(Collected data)
■ ■ ■ ■
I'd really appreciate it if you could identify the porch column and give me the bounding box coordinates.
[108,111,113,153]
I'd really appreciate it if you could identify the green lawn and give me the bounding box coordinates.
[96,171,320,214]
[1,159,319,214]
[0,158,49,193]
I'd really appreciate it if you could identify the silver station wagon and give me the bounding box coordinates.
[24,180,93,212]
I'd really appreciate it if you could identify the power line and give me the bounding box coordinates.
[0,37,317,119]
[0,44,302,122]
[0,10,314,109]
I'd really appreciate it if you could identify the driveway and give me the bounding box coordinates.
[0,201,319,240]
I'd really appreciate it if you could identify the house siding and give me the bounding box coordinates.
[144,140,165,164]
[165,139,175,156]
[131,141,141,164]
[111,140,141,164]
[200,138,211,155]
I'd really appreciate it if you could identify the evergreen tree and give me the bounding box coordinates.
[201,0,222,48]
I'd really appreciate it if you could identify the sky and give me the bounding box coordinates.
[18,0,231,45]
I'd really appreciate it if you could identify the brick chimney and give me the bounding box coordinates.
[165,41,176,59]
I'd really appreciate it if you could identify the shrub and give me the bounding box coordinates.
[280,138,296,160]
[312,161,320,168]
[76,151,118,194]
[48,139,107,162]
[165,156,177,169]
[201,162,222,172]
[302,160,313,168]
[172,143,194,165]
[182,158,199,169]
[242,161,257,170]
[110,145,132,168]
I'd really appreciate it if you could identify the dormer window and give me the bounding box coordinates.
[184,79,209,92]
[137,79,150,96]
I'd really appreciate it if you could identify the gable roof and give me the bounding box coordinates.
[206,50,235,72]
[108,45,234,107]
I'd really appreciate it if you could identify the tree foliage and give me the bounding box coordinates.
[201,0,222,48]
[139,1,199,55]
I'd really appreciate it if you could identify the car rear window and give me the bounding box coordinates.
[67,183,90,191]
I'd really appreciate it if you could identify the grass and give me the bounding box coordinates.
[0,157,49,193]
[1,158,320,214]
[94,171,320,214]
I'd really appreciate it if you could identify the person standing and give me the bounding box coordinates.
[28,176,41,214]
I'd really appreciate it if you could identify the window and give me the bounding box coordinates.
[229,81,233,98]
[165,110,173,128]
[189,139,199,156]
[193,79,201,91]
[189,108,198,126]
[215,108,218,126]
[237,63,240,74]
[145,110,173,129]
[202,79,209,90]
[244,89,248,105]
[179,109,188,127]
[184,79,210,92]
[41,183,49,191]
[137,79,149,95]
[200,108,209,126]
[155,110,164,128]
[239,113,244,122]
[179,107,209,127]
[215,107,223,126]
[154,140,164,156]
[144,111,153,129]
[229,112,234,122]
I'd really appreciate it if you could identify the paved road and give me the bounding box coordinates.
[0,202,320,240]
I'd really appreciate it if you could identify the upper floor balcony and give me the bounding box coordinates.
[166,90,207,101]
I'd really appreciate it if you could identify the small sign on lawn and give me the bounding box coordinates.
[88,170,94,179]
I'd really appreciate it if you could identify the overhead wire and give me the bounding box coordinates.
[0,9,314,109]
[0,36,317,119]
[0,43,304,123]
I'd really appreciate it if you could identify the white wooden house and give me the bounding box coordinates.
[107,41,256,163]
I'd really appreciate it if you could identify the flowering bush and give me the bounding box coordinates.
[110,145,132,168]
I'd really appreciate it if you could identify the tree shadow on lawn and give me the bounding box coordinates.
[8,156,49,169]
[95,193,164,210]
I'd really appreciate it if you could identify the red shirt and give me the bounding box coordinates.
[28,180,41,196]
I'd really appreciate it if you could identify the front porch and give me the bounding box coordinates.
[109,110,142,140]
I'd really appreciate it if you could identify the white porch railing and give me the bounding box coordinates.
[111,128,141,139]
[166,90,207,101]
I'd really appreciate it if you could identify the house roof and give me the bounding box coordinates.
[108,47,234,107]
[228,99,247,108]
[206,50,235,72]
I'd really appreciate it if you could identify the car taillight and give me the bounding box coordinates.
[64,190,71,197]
■ ■ ■ ■
Problem to solve
Only the lines from the one containing "I'd really appreciate it if you could identify the car taillight" through the last line of the records above are to be reproduced, exactly and with both ends included.

Exercise solution
I'd really appreciate it if you could identify the car taillight and give me the bounding box coordinates.
[64,190,71,197]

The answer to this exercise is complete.